* Aim of the task: Return, word for word, every line that follows.

[Dataset rows on where objects appear]
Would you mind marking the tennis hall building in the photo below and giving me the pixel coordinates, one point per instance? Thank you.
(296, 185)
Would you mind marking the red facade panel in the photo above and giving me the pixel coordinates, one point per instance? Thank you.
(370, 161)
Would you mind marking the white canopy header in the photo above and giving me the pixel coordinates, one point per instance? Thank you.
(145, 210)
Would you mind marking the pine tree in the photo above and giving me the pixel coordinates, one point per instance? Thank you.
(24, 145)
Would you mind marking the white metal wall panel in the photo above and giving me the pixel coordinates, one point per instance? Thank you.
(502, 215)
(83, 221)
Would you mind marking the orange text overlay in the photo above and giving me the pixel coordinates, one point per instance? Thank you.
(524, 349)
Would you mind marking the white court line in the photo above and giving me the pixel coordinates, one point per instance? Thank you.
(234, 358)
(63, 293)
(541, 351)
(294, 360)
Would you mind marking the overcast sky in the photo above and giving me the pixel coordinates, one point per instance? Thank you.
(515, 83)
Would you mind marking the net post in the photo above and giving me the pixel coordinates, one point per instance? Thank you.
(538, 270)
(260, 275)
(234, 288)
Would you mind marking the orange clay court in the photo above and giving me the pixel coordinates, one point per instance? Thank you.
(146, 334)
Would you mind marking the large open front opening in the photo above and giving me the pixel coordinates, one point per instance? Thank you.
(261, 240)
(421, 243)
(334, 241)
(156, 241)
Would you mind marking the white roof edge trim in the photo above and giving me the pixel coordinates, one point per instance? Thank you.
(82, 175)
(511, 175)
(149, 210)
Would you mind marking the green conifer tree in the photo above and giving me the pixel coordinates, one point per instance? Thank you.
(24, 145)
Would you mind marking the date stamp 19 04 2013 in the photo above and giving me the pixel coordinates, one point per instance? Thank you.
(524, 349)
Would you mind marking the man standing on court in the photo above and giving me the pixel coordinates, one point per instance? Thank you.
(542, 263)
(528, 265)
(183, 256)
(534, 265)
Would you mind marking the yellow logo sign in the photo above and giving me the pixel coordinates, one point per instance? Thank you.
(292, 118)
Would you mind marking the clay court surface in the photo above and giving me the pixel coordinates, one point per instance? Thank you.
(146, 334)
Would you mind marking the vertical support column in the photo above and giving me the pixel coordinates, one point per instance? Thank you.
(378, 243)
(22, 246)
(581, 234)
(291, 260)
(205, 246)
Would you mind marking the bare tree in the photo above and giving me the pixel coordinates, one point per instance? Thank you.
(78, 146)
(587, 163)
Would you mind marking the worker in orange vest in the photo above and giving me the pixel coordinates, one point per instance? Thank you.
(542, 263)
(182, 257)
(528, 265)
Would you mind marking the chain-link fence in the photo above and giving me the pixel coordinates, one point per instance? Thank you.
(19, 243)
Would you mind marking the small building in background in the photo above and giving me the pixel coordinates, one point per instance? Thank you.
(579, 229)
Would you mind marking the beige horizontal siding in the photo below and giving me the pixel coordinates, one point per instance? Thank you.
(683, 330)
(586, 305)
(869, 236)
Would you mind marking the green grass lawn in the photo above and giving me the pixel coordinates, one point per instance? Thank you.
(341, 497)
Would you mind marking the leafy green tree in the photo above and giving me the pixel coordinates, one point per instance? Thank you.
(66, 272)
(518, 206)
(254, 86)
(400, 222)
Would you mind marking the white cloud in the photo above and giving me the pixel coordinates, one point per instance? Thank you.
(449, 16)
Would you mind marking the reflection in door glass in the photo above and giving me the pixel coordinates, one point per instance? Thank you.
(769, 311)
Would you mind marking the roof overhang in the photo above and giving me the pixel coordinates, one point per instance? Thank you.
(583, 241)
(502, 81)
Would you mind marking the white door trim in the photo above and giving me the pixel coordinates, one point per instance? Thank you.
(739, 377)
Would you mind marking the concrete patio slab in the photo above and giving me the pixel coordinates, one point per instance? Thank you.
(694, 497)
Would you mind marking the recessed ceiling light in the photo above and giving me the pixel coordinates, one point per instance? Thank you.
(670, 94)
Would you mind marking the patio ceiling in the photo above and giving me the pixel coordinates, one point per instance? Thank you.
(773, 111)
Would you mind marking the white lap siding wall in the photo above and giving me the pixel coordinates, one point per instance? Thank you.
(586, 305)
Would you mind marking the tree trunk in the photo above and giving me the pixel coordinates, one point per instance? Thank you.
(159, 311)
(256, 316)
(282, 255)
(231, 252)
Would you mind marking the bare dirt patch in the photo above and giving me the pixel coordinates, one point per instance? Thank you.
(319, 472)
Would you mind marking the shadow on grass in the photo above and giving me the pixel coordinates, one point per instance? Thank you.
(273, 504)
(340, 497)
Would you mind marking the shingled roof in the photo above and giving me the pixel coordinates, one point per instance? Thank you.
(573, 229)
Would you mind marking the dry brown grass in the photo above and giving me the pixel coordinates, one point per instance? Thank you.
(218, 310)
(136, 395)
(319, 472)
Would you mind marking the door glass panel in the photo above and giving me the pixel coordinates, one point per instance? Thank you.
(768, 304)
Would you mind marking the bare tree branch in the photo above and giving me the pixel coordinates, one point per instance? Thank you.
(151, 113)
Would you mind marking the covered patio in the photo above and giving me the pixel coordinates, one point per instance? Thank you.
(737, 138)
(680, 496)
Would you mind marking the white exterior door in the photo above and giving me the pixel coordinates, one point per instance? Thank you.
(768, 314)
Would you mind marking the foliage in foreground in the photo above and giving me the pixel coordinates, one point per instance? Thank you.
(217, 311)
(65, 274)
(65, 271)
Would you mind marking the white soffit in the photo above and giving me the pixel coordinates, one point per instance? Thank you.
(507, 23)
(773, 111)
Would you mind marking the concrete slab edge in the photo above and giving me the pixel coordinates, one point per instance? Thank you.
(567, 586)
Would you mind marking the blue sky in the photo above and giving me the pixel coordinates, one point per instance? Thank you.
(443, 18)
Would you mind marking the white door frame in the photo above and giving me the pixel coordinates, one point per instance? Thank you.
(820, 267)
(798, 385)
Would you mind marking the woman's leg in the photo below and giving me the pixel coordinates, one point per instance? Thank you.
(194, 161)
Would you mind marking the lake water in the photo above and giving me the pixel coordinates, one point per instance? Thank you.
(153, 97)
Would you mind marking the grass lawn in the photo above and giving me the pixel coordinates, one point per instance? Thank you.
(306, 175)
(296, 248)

* Written response:
Would you mind marking the tennis hall building in the photo below and giving me the pixel coordinates, one point per instance? Thank you.
(296, 185)
Would you mind marking the red facade panel in the photo above and giving me the pixel coordinates, one point per instance? Thank you.
(370, 161)
Would you mind marking the white canopy header in the photo above and giving me the pixel coordinates, one point per instance? Thank you.
(145, 210)
Would you mind marking the pine tree in the photo above and giving me the pixel coordinates, one point per instance? Thank you.
(24, 145)
Would you mind marking the white metal wall panel in the photo above and giving me the pixel coordinates, one point per instance? Thank you.
(502, 215)
(83, 221)
Would you mind marking the orange text overlay in the photo above and giving me the pixel coordinates, one point per instance? Thank you.
(524, 349)
Would you mind marking the white court line in the photo above and giving me the pixel coordinates, one point per instance? Thank you.
(234, 358)
(63, 293)
(541, 351)
(294, 360)
Would you mind marking the overcast sky in the photo above and giving me the pixel coordinates, one point per instance? Thank you.
(515, 83)
Would you mind marking the net post in the photo above and giving me the pixel coordinates, one point per instance? Thank you.
(538, 270)
(260, 275)
(234, 288)
Would you mind marking the orange clay court in the photo above and giving me the pixel coordinates, one point per instance? Thank you.
(146, 334)
Would you mind marking the large open front opening in the photo above and giving me the pixel coordinates, one point per instance? Thank you.
(261, 240)
(421, 243)
(334, 241)
(156, 241)
Would you mind marking the white roof edge trim in the photo above and giving me the pixel coordinates, one point per instance? Thank you.
(82, 175)
(511, 175)
(149, 210)
Would you mind marking the green conifer tree in the photo above and giving me the pixel coordinates, one point per instance? Thank you.
(24, 145)
Would you mind marking the date stamp 19 04 2013 in the photo above and giving me the pixel coordinates, one point per instance? Thank you.
(524, 349)
Would you mind marking the man standing on court in the photo above and giving me the pixel coordinates, one point per instance? Thank you.
(542, 263)
(528, 265)
(183, 256)
(534, 265)
Would you mind marking the yellow logo sign in the photo above and giving me the pixel coordinates, one point per instance? Thank you.
(292, 118)
Would you mind marking the clay court surface in the photo above and giving me the pixel coordinates, one point per instance? Thank you.
(146, 334)
Would you mind marking the vertical support column in the photo above and giving me the pixel coordinates, one point per instance? Thank you.
(378, 243)
(22, 246)
(581, 234)
(291, 260)
(205, 246)
Would you mind marking the bare tree in the photo above and giving me the pixel coordinates, one point per instance? Thank you.
(78, 146)
(587, 163)
Would you mind marking the worker in orange vest in the photo above and giving me the pixel coordinates, one point per instance? Thank you.
(542, 263)
(182, 257)
(528, 265)
Would you mind marking the chain-link fence in the photo above and giving me the pixel coordinates, one point per instance? Thank you.
(19, 243)
Would you mind marking the small building in background in the photo above and giving me the pixel coordinates, one point per instance? Thank you.
(579, 229)
Would you mind marking the beige horizontal siding in the photo below and giving me the pixel coordinates, one point per instance? Thank you.
(683, 330)
(586, 305)
(869, 236)
Would you mind marking the green grass lawn in the photo above and giving me the pixel coordinates, one point per instance? Thank you.
(341, 497)
Would you mind marking the leafy green tree in the photo above and giving me the pixel coordinates, one point per instance? Thank you.
(66, 272)
(518, 206)
(254, 86)
(400, 222)
Would you mind marking the white cloud in the photo above and giving me the pixel coordinates, one point per instance? Thank you.
(449, 16)
Would you mind marking the reflection in door glass in the photo above and giving me the pixel coordinates, one point per instance? Thank you.
(769, 311)
Would you mind marking the roof overhang in the photo above and giving me the pixel coordinates, one point per instance? Thank you.
(583, 241)
(502, 81)
Would you mind marking the white door trim in the photo above and giving me the pixel coordinates, one point per instance? Thank you.
(739, 377)
Would you mind marking the concrete patio slab in the photo above and giving me the pixel coordinates, one point per instance? Thank you.
(694, 497)
Would you mind marking the recessed ceiling light in the photo above and giving me the pixel coordinates, one point per instance? Thank you.
(670, 94)
Would you mind marking the patio ceiling in the photo above and giving me the pixel coordinates, one point per instance? Thank you.
(773, 111)
Would you mind marking the white lap siding wall in the photo above and giving me the pixel coordinates, one point per instance? Thank you.
(586, 305)
Would you mind marking the tree trunk in the photo above and giving me the pixel coordinates, one point per instance? Thank you.
(159, 311)
(256, 316)
(282, 255)
(231, 252)
Would you mind marking the bare dirt patch in the photo above and giving me the pixel coordinates, one point per instance? Thank you.
(319, 472)
Would you mind marking the shadow on grass in the photo above and giving me the pixel coordinates, one point per instance? Thank you.
(273, 504)
(340, 497)
Would you mind marking the shingled roof in the photo above and giving me the pixel coordinates, one point per instance? Thank you.
(573, 229)
Would you mind marking the dry brown grass in the photo above and giving me the pixel coordinates, one point per instance? Thank you.
(218, 310)
(136, 395)
(319, 472)
Would you mind marking the door glass panel in the photo above and giving me the pixel coordinates, one point per instance? Thank you.
(768, 304)
Would you mind marking the bare tree branch in the photo above and giving me the pixel coordinates, one point per instance? Thank you.
(151, 113)
Would you mind marking the covered patio in the photo above and giving me the pixel coordinates, one point per instance? Thank you.
(737, 138)
(680, 496)
Would you mind marking the white exterior door in the photo above and giving me the pixel coordinates, one point per instance? Thank you.
(768, 314)
Would you mind marking the foliage in foreground in the photo above and giving me the pixel coordinates, one point per instance? Thank you.
(217, 311)
(65, 274)
(65, 271)
Would you mind marking the white soffit in the photo above and giving me the pixel coordinates, one point per instance? Thank you.
(507, 23)
(773, 111)
Would you mind marking the concrete slab edge in the photo above and giving me the pixel coordinates, one point per instance? Thank you.
(567, 586)
Would you mind marking the blue sky in the photo above and giving me the pixel coordinates, one point per instance? Thank you.
(443, 18)
Would you mind marking the white door frame in the photo above and giving me the pixel coordinates, one point per instance? Thank you.
(820, 267)
(798, 385)
Would you mind marking the woman's leg in the photo below and giving me the pixel coordinates, one point per instance? Thank you.
(194, 161)
Would you mind marking the lake water in the photo above and giving me the pixel coordinates, one point per instance? Thank you.
(153, 97)
Would you mind marking the grass lawn in the photo above and giving me the pixel coordinates, one point per instance? Thank you.
(306, 175)
(296, 248)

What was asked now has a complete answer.